WHAT TO WORK ON ::
Write the records out again exactly as they read, dropping any picture they hold.

DATA RECORDS ::
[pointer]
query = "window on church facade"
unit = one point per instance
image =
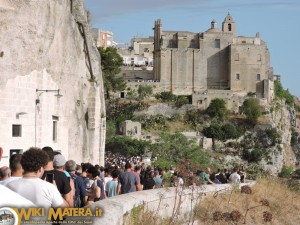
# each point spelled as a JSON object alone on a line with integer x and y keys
{"x": 257, "y": 76}
{"x": 229, "y": 27}
{"x": 54, "y": 128}
{"x": 236, "y": 57}
{"x": 259, "y": 57}
{"x": 17, "y": 130}
{"x": 217, "y": 43}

REPLY ::
[pointer]
query = "window on church facade"
unit = one point per instance
image =
# each point spelled as a JSON object alone on a line with integer x and y keys
{"x": 257, "y": 76}
{"x": 229, "y": 27}
{"x": 54, "y": 128}
{"x": 236, "y": 57}
{"x": 259, "y": 57}
{"x": 17, "y": 130}
{"x": 217, "y": 43}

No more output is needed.